Media outlets like Politico had preloaded “dark cloud” takes on the expected record gains today, so take some of those with a grain of salt. However, that doesn’t mean this report is all wine and roses, either. The end of stimulus programs had a sharply negative impact on personal income (-$540.6B), disposable income (-$636.7B), and personal savings (-$1.93 trillion) in Q3. Real disposable personal income is down 16.3% in Q3, which means that this V-shaped recovery is at risk of running out of gas soon, unless people get back to work ASAP or more stimulus money gets to employers and consumers in the next few weeks.
That matters in a consumer-driven economy. The rise in Q3 is directly attributable to a 40.7% increase in PCEs, as well as an 83% increase in private domestic investment. Bear in mind that the latter is likely in significant part investments in social-distancing infrastructure and not necessarily business expansion. The increase in equipment costs (70%) accounts for much of this overall rise. This is the cost of doing business in the COVID-19 world, not an indication of explosive future growth. And it was likely funded mainly through stimulus funds.

→ Stored data
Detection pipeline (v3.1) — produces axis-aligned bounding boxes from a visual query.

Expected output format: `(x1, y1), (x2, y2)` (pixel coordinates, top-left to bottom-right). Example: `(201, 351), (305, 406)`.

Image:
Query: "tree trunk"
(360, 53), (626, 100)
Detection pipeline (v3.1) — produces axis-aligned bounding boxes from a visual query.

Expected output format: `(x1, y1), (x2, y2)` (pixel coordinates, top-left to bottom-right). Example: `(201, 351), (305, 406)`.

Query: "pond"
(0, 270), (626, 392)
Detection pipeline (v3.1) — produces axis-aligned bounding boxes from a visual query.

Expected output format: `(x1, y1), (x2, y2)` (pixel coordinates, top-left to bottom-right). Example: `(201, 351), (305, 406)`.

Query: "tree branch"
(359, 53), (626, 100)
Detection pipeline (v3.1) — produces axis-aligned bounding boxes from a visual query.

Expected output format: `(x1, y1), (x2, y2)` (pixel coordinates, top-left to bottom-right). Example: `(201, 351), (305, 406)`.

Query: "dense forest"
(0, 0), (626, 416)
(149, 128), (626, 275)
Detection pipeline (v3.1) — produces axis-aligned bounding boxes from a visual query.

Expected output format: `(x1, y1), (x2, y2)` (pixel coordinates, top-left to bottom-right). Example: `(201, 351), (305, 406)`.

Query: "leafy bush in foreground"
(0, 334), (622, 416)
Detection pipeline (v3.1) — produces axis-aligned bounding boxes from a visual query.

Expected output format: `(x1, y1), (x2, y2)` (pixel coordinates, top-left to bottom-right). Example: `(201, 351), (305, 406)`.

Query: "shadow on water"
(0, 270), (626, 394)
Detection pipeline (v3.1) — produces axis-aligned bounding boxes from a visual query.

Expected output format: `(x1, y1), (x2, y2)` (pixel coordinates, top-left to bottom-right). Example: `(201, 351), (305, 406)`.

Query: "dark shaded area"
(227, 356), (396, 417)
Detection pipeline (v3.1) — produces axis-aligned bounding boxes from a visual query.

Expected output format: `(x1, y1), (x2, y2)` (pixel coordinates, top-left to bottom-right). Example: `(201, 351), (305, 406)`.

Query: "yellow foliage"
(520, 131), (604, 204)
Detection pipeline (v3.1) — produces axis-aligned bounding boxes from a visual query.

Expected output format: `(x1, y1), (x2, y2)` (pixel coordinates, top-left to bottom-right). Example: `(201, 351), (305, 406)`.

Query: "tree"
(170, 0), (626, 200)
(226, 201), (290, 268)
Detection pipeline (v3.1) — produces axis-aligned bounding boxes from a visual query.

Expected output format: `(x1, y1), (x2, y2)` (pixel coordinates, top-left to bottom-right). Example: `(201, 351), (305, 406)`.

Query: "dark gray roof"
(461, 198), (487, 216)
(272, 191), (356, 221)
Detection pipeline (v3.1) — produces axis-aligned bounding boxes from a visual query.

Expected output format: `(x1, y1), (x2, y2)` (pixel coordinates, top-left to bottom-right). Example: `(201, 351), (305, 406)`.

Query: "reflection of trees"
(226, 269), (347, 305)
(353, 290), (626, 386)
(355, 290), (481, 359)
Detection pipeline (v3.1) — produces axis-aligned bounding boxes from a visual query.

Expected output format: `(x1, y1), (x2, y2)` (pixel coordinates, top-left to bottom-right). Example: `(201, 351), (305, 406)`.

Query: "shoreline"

→ Required work
A: Do these statements agree with the passage on the Q3 economic report? Answer yes or no for each, quoting the passage's deciding words.
(i) Personal savings fell by $1.93 trillion in Q3.
(ii) Real disposable personal income rose 16.3% in Q3.
(iii) Equipment costs increased by 83%.
B: Can you pick up the passage on the Q3 economic report after its final sentence and continue it?
The lines are not needed for any of the work here.

→ Solved tasks
A:
(i) Yes: "personal savings (-$1.93 trillion) in Q3"
(ii) No: "Real disposable personal income is down 16.3% in Q3"
(iii) No: "The increase in equipment costs (70%)"

B:
Still, the CARES Act succeeded in its mission of undoing the economic damage of shutdowns and access restrictions. Now that we are entering a new phase of increased cases, the need for another round of stimulus is getting pretty clear, at least for programs aimed at protecting payrolls and preventing layoffs.
On that front, the news still appears to be improving, although not actually healed altogether. The Department of Labor’s new weekly initial jobless claims report beat expectations with a decrease of 40,000 to 751,000 — still way too high for a stable job market, however:
In the week ending October 24, the advance figure for seasonally adjusted initial claims was 751,000, a decrease of 40,000 from the previous week’s revised level. The previous week’s level was revised up by 4,000 from 787,000 to 791,000. The 4-week moving average was 787,750, a decrease of 24,500 from the previous week’s revised average. The previous week’s average was revised up by 1,000 from 811,250 to 812,250.
The advance seasonally adjusted insured unemployment rate was 5.3 percent for the week ending October 17, a decrease of 0.5 percentage point from the previous week’s revised rate. The previous week’s rate was revised up by 0.1 from 5.7 to 5.8 percent. The advance number for seasonally adjusted insured unemployment during the week ending October 17 was 7,756,000, a decrease of 709,000 from the previous week’s revised level. The previous week’s level was revised up 92,000 from 8,373,000 to 8,465,000. The 4-week moving average was 9,053,250, a decrease of 1,055,750 from the previous week’s revised average. The previous week’s average was revised up by 23,250 from 10,085,750 to 10,109,000.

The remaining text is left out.